* _Given task_: Rewrite every one of the records below as a Markdown table with two columns, "No." for the row number and "Text" for the line, leaving out any blank lines.

* _Extracted information_:
---+---

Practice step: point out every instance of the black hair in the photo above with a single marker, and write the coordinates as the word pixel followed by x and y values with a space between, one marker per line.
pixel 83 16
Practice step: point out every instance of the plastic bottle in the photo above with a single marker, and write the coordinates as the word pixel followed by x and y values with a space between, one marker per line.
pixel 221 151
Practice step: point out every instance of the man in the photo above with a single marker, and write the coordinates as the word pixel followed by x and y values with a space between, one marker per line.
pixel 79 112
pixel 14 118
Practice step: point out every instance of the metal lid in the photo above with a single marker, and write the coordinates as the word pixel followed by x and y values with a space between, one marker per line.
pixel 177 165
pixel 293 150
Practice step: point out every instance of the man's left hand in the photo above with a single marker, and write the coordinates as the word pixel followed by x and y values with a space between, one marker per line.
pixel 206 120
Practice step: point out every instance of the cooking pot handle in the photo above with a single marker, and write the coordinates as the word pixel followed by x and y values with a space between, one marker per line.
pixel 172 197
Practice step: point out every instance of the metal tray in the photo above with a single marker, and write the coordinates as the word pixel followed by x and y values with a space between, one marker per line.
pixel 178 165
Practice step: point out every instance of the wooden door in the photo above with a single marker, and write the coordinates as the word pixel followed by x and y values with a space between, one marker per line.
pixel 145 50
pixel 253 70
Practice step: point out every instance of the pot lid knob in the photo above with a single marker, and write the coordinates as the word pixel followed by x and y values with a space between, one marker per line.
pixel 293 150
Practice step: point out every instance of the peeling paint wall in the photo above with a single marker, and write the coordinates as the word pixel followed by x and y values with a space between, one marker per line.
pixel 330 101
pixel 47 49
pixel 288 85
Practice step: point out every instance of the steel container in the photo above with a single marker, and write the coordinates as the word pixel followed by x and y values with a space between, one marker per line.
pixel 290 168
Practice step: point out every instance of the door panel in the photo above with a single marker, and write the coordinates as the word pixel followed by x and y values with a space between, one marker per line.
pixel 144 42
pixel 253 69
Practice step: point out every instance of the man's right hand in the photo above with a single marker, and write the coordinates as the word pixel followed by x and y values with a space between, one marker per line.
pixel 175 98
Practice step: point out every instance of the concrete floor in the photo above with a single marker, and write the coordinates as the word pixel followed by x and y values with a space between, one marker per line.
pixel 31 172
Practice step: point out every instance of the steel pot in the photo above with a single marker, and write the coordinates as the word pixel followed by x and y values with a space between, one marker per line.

---+---

* _Correct output_:
| No. | Text |
|---|---|
| 1 | Practice step: point out every instance of the black hair in the photo above with a single marker, and write the coordinates as the word pixel followed by x and y values with a space between, one marker per line. |
| 2 | pixel 83 16 |
| 3 | Practice step: point out every instance of the plastic bottle in the photo above with a single marker, and write the coordinates as the word pixel followed by x and y values with a space between, one marker per line. |
| 4 | pixel 221 151 |
| 5 | Practice step: point out every instance of the man in the photo above with a single marker, and write the coordinates as the word pixel followed by x and y values with a space between, one marker per line. |
| 6 | pixel 79 112 |
| 7 | pixel 14 118 |
| 8 | Practice step: point out every instance of the metal lid in the photo above with a single marker, and write the coordinates as the word pixel followed by x and y values with a space between, one marker per line. |
| 9 | pixel 177 165 |
| 10 | pixel 293 150 |
| 11 | Practice step: point out every instance of the man's left hand in the photo above with a single marker, and write the coordinates as the word pixel followed by x and y values with a space between, one marker per line. |
| 12 | pixel 206 120 |
| 13 | Practice step: point out every instance of the cooking pot handle in the photo above with a single marker, and write the coordinates as the word pixel followed by x and y values with a space between, one marker per line. |
| 14 | pixel 172 197 |
| 15 | Practice step: point out every instance of the metal tray in the photo above with a single marker, and write the coordinates as the word pixel followed by x and y values with a space between, one marker per line. |
| 16 | pixel 178 165 |
| 17 | Practice step: point out every instance of the wooden door in the photo above with a single marker, and write the coordinates as the word pixel followed by x and y values with a space between, one marker per line. |
| 18 | pixel 145 50 |
| 19 | pixel 253 70 |
| 20 | Practice step: point out every instance of the pot lid knob in the photo above with a single marker, and write the coordinates as the word pixel followed by x and y values with a space between, one marker per line. |
| 21 | pixel 293 150 |
| 22 | Practice step: point out every instance of the peeling paint wall in the photo above with a single marker, and write the coordinates as the word pixel followed by x and y values with a space between, one marker per line. |
| 23 | pixel 330 101 |
| 24 | pixel 47 49 |
| 25 | pixel 288 85 |
| 26 | Practice step: point out every instance of the steel container in the photo above with a single marker, and write the coordinates as the word pixel followed by x and y values with a space between, one marker per line. |
| 27 | pixel 290 168 |
| 28 | Practice step: point out every instance of the door panel in the photo above with a single marker, and write the coordinates as the word pixel followed by x and y values with a space between, one marker per line. |
| 29 | pixel 144 42 |
| 30 | pixel 253 69 |
| 31 | Practice step: point out every instance of the man's right hand in the photo above with a single marker, and write the coordinates as the word pixel followed by x and y values with a space between, one marker per line. |
| 32 | pixel 175 98 |
| 33 | Practice step: point out every instance of the concrete floor in the photo above with a single marker, and write the coordinates as the word pixel followed by x and y values with a space between, one marker per line. |
| 34 | pixel 31 172 |
| 35 | Practice step: point out every instance of the steel pot in the photo above with a single marker, and write the coordinates as the word pixel followed by x and y values with a space between, one marker per line. |